------ EXTRACTED ENTRIES ------

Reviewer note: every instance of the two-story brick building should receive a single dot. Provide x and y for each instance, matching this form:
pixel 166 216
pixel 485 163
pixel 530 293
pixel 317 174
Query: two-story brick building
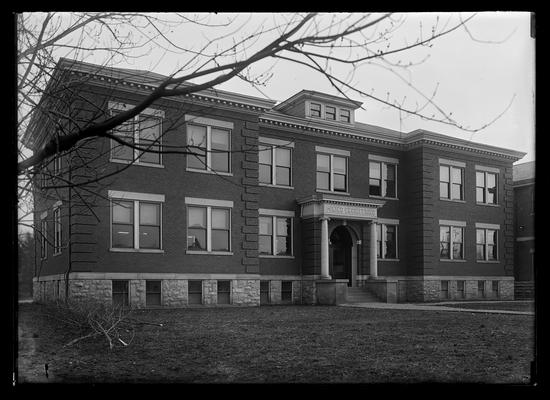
pixel 289 202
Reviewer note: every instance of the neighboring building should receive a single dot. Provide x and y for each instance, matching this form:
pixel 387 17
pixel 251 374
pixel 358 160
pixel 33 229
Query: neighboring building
pixel 524 229
pixel 279 203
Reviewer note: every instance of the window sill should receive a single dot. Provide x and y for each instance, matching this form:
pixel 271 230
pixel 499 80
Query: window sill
pixel 276 186
pixel 274 256
pixel 206 171
pixel 452 200
pixel 332 192
pixel 383 197
pixel 136 163
pixel 116 250
pixel 209 253
pixel 487 204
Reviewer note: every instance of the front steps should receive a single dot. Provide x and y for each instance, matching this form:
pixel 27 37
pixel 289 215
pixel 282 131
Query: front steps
pixel 361 295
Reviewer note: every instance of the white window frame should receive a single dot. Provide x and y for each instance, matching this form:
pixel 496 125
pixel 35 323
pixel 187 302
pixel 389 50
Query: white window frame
pixel 210 123
pixel 136 198
pixel 451 225
pixel 274 214
pixel 274 144
pixel 57 229
pixel 150 112
pixel 383 231
pixel 209 204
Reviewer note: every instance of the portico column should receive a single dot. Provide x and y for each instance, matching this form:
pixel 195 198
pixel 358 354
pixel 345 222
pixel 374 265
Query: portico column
pixel 324 248
pixel 373 258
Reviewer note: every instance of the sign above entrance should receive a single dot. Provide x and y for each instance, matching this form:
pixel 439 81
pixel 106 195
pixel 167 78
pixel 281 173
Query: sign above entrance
pixel 329 206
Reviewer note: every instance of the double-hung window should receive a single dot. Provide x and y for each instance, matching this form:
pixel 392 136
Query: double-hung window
pixel 276 235
pixel 136 221
pixel 332 169
pixel 451 179
pixel 451 240
pixel 57 226
pixel 275 162
pixel 142 134
pixel 386 239
pixel 208 225
pixel 486 185
pixel 208 144
pixel 382 176
pixel 487 242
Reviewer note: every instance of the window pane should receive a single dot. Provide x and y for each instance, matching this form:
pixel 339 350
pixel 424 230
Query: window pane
pixel 123 212
pixel 323 163
pixel 339 182
pixel 323 180
pixel 196 217
pixel 282 157
pixel 264 154
pixel 149 214
pixel 265 173
pixel 220 240
pixel 123 236
pixel 220 218
pixel 374 170
pixel 265 245
pixel 282 176
pixel 149 237
pixel 196 239
pixel 443 173
pixel 265 225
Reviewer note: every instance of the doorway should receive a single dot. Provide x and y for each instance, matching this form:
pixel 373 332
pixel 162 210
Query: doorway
pixel 341 247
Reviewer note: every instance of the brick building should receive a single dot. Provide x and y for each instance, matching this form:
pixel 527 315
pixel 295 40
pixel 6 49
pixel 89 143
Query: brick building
pixel 291 202
pixel 524 225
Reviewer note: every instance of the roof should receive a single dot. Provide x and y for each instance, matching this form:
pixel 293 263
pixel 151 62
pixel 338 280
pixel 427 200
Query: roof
pixel 523 171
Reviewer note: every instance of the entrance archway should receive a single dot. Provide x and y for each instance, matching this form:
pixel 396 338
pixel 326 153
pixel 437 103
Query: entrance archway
pixel 341 254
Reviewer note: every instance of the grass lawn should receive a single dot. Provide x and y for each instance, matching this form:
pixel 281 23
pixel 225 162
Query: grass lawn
pixel 308 344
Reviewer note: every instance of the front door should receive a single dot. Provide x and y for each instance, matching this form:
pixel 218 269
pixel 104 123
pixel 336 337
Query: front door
pixel 341 244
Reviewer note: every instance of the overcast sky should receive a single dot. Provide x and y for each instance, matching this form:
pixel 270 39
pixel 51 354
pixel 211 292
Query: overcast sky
pixel 477 77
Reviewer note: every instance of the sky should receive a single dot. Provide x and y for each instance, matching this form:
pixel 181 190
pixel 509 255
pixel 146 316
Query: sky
pixel 479 75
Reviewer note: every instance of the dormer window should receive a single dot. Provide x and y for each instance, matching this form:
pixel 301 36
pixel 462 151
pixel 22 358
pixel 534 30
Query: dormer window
pixel 345 115
pixel 315 110
pixel 330 113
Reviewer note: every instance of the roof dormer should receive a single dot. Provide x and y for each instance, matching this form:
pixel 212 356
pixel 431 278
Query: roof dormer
pixel 320 106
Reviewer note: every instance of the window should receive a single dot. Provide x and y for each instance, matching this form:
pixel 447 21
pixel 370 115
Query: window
pixel 451 182
pixel 487 244
pixel 481 288
pixel 315 110
pixel 120 293
pixel 486 187
pixel 264 292
pixel 224 292
pixel 275 235
pixel 330 113
pixel 444 289
pixel 386 241
pixel 152 293
pixel 345 115
pixel 136 223
pixel 208 229
pixel 142 131
pixel 195 292
pixel 286 291
pixel 382 179
pixel 43 237
pixel 57 230
pixel 460 289
pixel 451 242
pixel 331 172
pixel 275 165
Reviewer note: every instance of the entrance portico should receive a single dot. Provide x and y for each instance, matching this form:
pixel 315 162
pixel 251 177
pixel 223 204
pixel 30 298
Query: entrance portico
pixel 323 208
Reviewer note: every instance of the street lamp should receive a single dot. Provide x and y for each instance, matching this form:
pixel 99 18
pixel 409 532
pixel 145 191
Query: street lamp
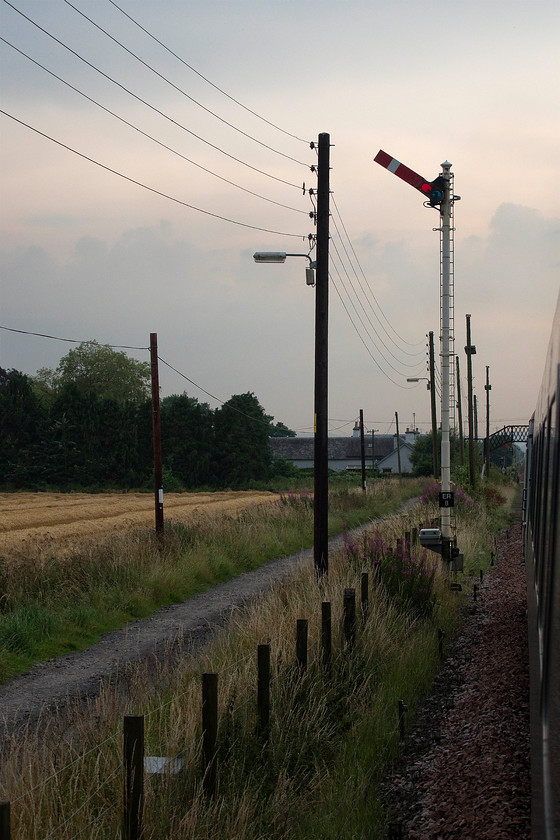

------

## [WORK TO BE COMPLETED]
Copy out the lines above in full and unaltered, apart from the pictures.

## [TASK RESULT]
Reviewer note: every instance of the two-story brick building should receive a single dot. Provide x and y for each instance, matching this form:
pixel 166 216
pixel 485 163
pixel 530 293
pixel 317 174
Query: two-story brick building
pixel 289 202
Reviewer note: every instance of the neighboring building should receive a single dot. Provide x and y for each instance, matching this form:
pixel 387 17
pixel 251 374
pixel 358 160
pixel 33 229
Query: neighboring building
pixel 524 229
pixel 279 203
Reviewer note: every instance of the window sill should receive a single dot. Provide x and y for each instance, matching this form:
pixel 271 230
pixel 499 80
Query: window sill
pixel 276 186
pixel 274 256
pixel 206 171
pixel 452 200
pixel 332 192
pixel 383 197
pixel 136 163
pixel 116 250
pixel 209 253
pixel 487 204
Reviewer note: every instance of the front steps should receive a single dot. Provide x and y for each instance, matching this form:
pixel 27 37
pixel 289 215
pixel 282 131
Query: front steps
pixel 361 295
Reviewer note: every instance of the white window frame should receive a single dot. Provide x and y for each instance, matching this form:
pixel 496 125
pixel 35 323
pixel 187 302
pixel 389 50
Query: white window frame
pixel 210 123
pixel 136 198
pixel 451 225
pixel 274 214
pixel 274 144
pixel 57 229
pixel 150 112
pixel 383 231
pixel 209 204
Reviewer note: every instance of the portico column should receive a single dot. Provide x and y for each instance, matching this form:
pixel 195 198
pixel 358 354
pixel 345 222
pixel 374 265
Query: portico column
pixel 324 248
pixel 373 258
Reviewer note: every instance of the sign above entrance should receive a single dot. Provide x and y for each instance, matching this form:
pixel 439 81
pixel 106 195
pixel 167 78
pixel 281 173
Query: sign above entrance
pixel 329 206
Reviewer note: every instance of the double-hung window should receive a single dot. Provide x and y for each instance, matching this form:
pixel 392 136
Query: double-hung window
pixel 276 235
pixel 136 221
pixel 332 169
pixel 451 179
pixel 451 240
pixel 57 226
pixel 275 162
pixel 142 134
pixel 386 239
pixel 208 225
pixel 486 185
pixel 208 144
pixel 382 176
pixel 487 242
Reviewer note: every instance of the window pane should receive a single dot. Provide x and y for each instance, matching this form:
pixel 339 350
pixel 424 230
Query: window pane
pixel 123 212
pixel 323 163
pixel 339 182
pixel 323 180
pixel 196 217
pixel 282 157
pixel 264 154
pixel 149 214
pixel 265 173
pixel 220 240
pixel 123 236
pixel 220 218
pixel 374 170
pixel 265 245
pixel 282 176
pixel 149 237
pixel 196 239
pixel 443 173
pixel 265 225
Reviewer note: every instance of the doorway should receive a single dot. Provide x and y for each instance, matching this form:
pixel 373 332
pixel 162 210
Query: doorway
pixel 341 247
Reviewer note: every instance of the brick building should receive a single dot. Provide x and y for each instance, matching this form:
pixel 527 315
pixel 295 40
pixel 6 49
pixel 89 143
Query: brick building
pixel 291 202
pixel 524 225
Reviewer note: every instance of the roof should receive a single dot. Provide x and y for each instance, matching this form:
pixel 293 263
pixel 151 62
pixel 338 280
pixel 427 200
Query: roof
pixel 523 171
Reviewer note: every instance of the entrance archway should receive a single dot. Provide x and y for each instance, matching this form:
pixel 396 338
pixel 326 153
pixel 437 103
Query: entrance archway
pixel 341 254
Reviewer note: every instance of the grass lawn should receive a single dot. Provide x and y for each instance, matching this form:
pixel 281 23
pixel 225 162
Query: grass lawn
pixel 308 344
Reviewer note: every instance of the front door should receive a single dot. Provide x and y for each instance, matching this form:
pixel 218 269
pixel 104 123
pixel 336 337
Query: front door
pixel 341 244
Reviewer note: every instance of the overcast sky should receive a single dot. Provide x and y for each instance, matching this form:
pixel 270 39
pixel 51 354
pixel 211 292
Query: overcast sky
pixel 477 77
Reviewer note: every instance of the sky should receive a single dot. Provide x and y for each instance, matching this form:
pixel 181 190
pixel 509 255
pixel 146 316
Query: sky
pixel 479 75
Reviewer note: every instance of the dormer window should receive a single dot. Provide x and y for each instance, matching this form:
pixel 301 36
pixel 462 151
pixel 22 358
pixel 534 30
Query: dormer window
pixel 345 115
pixel 315 110
pixel 330 113
Reviewer note: every instance of the roof dormer should receive a single dot. Provide x and y for each instance, matching this form:
pixel 212 356
pixel 431 278
Query: roof dormer
pixel 320 106
Reviewer note: every instance of the window should receive a single dot. Provide x and y for each instance, matching this form:
pixel 447 21
pixel 370 115
Query: window
pixel 451 182
pixel 487 244
pixel 481 288
pixel 315 110
pixel 120 293
pixel 486 187
pixel 264 292
pixel 224 292
pixel 275 235
pixel 330 113
pixel 444 289
pixel 386 241
pixel 152 293
pixel 345 115
pixel 136 223
pixel 208 229
pixel 142 131
pixel 195 292
pixel 286 291
pixel 382 179
pixel 43 237
pixel 57 230
pixel 460 289
pixel 451 242
pixel 331 172
pixel 275 165
Reviewer note: every instance of the entrance portico should receive a single dot. Provide x and y for each instance, matching this form:
pixel 315 162
pixel 251 177
pixel 223 204
pixel 30 298
Query: entrance portico
pixel 323 208
Reviewer note: every instance of the street lamp should receive a single dot. Provide x and y for each instance, matching this form:
pixel 99 18
pixel 409 532
pixel 145 191
Query: street lamp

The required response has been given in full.